■ **所给文本**:
还有一些其他的比如：基于数据库自增id、数据库多主模式等，这些在小并发的情况下可以使用，大并发的情况下就不太ok了

市面上有一些生成分布式id的开源组件，包括滴滴基于数据库+号段实现的TinyID 、百度基于SnowFlake的Uidgenerator、美团支持号段和SnowFlake的Leaf等

那么，在JanusGraph中分布式id的生成是采用的什么方式呢？

二：JanusGraph的分布式id策略

在JanusGraph中，分布式id的生成采用的是数据库+号段+双buffer优化的模式；下面我们来具体分析一下：

分布式id生成使用的数据库就是JanusGraph当前使用的第三方存储后端，这里我们以使用的存储后端Hbase为例；

JanusGraph分布式id生成所需元数据存储位置：

在Hbase中有column family 列族的概念； JanusGraph在初始化Hbase表时默认创建了9大列族，用于存储不同的数据，具体看《图解图库JanusGraph系列-一文知晓图数据底层存储结构》；

其中有一个列族janusgraph_ids简写为i这个列族，主要存储的就是JanusGraph分布式id生成所需要的元数据！

JanusGraph的分布式id的组成结构：

	 // 源码中有一句话体现

     /*		--- JanusGraphElement id bit format ---

      *  [ 0 | count | partition | ID padding (if any) ]

     */

主要分为4部分：0、count、partition、ID padding（每个类型是固定值）；

其实这4部分的顺序在序列化为二进制数据时，顺序会有所改变；这里只是标明了id的组成部分！

上述部分的partition + count来保证分布式节点的唯一性；

partition id：分区id值，JanusGraph默认分了32个逻辑分区；节点分到哪个分区采用的是随机分配;
count：每个partition都有对应的一个count范围：0-2的55次幂；JanusGraph每次拉取一部分的范围作为节点的count取值；JanusGraph保证了针对相同的partition，不会重复获取同一个count值！

■ **已存资料**:
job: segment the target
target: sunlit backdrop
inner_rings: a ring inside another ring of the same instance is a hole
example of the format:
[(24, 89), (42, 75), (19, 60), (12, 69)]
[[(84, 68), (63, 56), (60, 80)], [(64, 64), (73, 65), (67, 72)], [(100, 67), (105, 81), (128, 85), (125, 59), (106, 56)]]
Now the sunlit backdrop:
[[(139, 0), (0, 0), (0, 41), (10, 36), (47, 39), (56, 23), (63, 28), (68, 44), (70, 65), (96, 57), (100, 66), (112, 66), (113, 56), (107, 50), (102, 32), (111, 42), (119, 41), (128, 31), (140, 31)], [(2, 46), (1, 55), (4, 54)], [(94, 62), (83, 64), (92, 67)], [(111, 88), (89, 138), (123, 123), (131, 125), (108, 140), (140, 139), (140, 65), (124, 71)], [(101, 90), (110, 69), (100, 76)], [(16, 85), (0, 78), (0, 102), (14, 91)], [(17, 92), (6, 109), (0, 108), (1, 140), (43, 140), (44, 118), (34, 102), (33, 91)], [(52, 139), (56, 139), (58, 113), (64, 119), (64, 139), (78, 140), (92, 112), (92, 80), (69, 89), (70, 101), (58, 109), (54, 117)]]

■ **本题任务**:
接着讲JanusGraph分布式id的那篇文字，从最后一句之后往下写。

■ **参考答案**:
保证count在partition维度保持全局唯一性，就保证了生成的最终id的全局唯一性！！

则分布式id的唯一性保证，就在于count基于partition维度的唯一性！下面我们的分析也是着重在count的获取！

JanusGraph分布式id生成的主要逻辑流程如下图所示：（推荐结合源码分析观看！）

分析过程中有一个概念为id block：指当前获取的号段范围

JanusGraph主要使用``PartitionIDPool 类来存储不同类型的StandardIDPool；在StandardIDPool`中主要包含两个id Block：

current block：当前生成id使用的block
next block：double buffer中的另一个已经准备好的block

为什么要有两个block呢？

主要是如果只有一个block的话，当我们在使用完当前的block时，需要阻塞等待区获取下一个block，这样便会导致分布式id生成较长时间的阻塞等待block的获取；

怎么优化上述问题呢？ double buffer；

除了当前使用的block，我们再存储一个next block；当正在使用的block假设已经使用了50%，触发next block的异步获取，如上图的蓝色部分所示；

这样当current block使用完成后可以直接无延迟的切换到next block如上图中绿色部分所示；

在执行过程中可能会因为一些异常导致节点id获取失败，则会进行重试；重试次数默认为1000次；

private static final int MAX_PARTITION_RENEW_ATTEMPTS = 1000;

for (int attempt = 0; attempt < MAX_PARTITION_RENEW_ATTEMPTS; attempt++) {

   // 获取id的过程

}

ps：上述所说的IDPool和block是基于当前图实例维度共用的！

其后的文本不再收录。